----- Textauszug

12. Dezember 2025 - 6.54 Uhr
FußballNach Attacke: Schiedsrichter will weitermachen
Carlo Cardoni kehrte am Sonntagnachmittag mit einer Platzwunde, Enttäuschung und vielen offenen Fragen zurück nach Hause. Der Unparteiische war nach seinem Einsatz bei einem Jugendspiel mit einem Holzkeil angegriffen worden. Ein U17-Spieler der Young Boys Diekirch soll nach Spielende in die Kabine gestürmt sein – wohl um sich am Schiedsrichter zu rächen: „Ich hatte den besagten Spieler nach rund einer Stunde wegen einer Tätlichkeit vom Platz gestellt. Nach Abpfiff verfolgte er mich noch bis zur Kabine. Der Sicherheitsbeauftragte der Heimmannschaft erledigte seine Aufgabe und hielt ihn davon ab, mir näher zu kommen.“
Es vergingen weitere 20 Minuten. Cardoni war gerade dabei, das Ergebnis in die FLF-Datenbasis einzugeben, als die Tür zur Schiedsrichterkabine auflog: „Ich saß am Tisch, schaute nach links …“ Der Holzkeil traf ihn in Höhe der Augenbraue. Der Polizist reagierte schnell, verfolgte den Angreifer, der sofort die Flucht ergriff. „Er lief in die Mannschaftskabine. Als ich ihn zur Rede stellen wollte, behauptete er, er sei es nicht gewesen.“
Eine Patrouille der Polizei wurde daraufhin ins Moutforter Stadion beordert. „Sein Trainer schien mit der ganzen Angelegenheit überfordert zu sein, gab aber an, das Stück Holz vorher in der Kabine gesehen zu haben.“ Ersten Aussagen zufolge soll sich der Angreifer das Wurfobjekt am nahegelegenen Weihnachtsmarkt besorgt haben. Die Beamten nahmen Personalien auf, die Delegierten von der Entente Syrdall versorgten den Verletzten, der für die weitere Behandlung, Kontrolle und Atteste noch ins Krankenhaus musste. „Am Montag habe ich bei den Kollegen in Remich Anzeige erstattet.“
Nachwuchs-Schiedsrichter: Leichte Beute?

----------

## Aufgabenstellung
Setzen Sie den Bericht über den Angriff auf den Schiedsrichter Carlo Cardoni im Anschluss an seine letzte Zeile fort.

----- Erfasste Angaben

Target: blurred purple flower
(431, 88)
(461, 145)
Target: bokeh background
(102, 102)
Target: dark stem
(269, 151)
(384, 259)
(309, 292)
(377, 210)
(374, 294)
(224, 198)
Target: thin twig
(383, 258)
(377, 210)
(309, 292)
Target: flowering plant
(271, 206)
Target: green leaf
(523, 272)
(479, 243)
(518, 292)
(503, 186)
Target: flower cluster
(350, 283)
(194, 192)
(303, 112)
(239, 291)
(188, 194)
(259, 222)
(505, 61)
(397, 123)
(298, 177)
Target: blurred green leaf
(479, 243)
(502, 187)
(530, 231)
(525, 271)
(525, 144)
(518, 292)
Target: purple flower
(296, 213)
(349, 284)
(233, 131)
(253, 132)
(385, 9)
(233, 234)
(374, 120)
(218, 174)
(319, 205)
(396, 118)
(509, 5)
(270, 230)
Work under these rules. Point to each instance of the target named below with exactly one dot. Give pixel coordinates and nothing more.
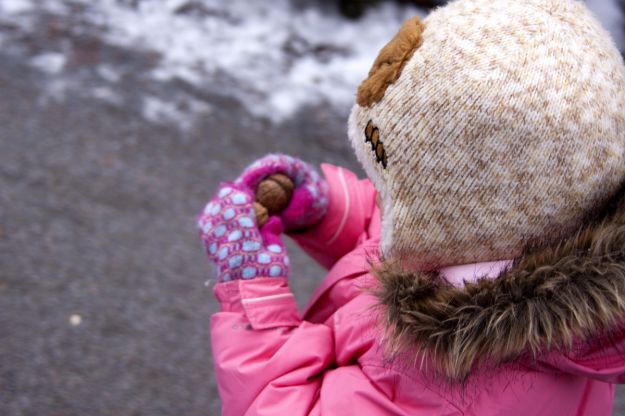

----------

## Gelöste Aufgabe
Cardoni erhielt in den Stunden nach dem gravierenden Zwischenfall viele Nachrichten von den rund 300 Kollegen. Schiedsrichter-Obmann Alex Krüger, der vor einigen Jahren selbst von einer Dose am Kopf getroffen wurde, „hat mich sehr unterstützt“. Auf die Frage, ob solche Zwischenfälle nicht an weiteren Karriereenden im Schiedsrichterwesen schuld seien, meinte er: „Ich denke nicht, dass die Kollegen deswegen die Lust am Pfeifen verlieren. Manchmal ist es eher ein Gefühl der Resignation, beispielsweise wenn die Strafen später nicht wirklich an ein Vergehen angepasst scheinen.“
Auch mit 15 Jahren muss man wissen, dass solche Aktionen ihre Konsequenzen haben

Weshalb es für ihn in seinem Fall auch nicht viel Spielraum geben dürfte. „Es gab bereits ähnliche Situationen, bei denen der Spieler dann lebenslänglich gesperrt wurde. Auch mit 15 Jahren muss man wissen, dass solche Aktionen ihre Konsequenzen haben. Die Hemmschwelle ist inzwischen sehr, sehr niedrig.“ Gemeint sind nicht nur derartige Gewaltausbrüche, sondern auch die verbalen Angriffe: Diese hätten sich aus seiner Sicht in den vergangenen Jahren massiv gesteigert.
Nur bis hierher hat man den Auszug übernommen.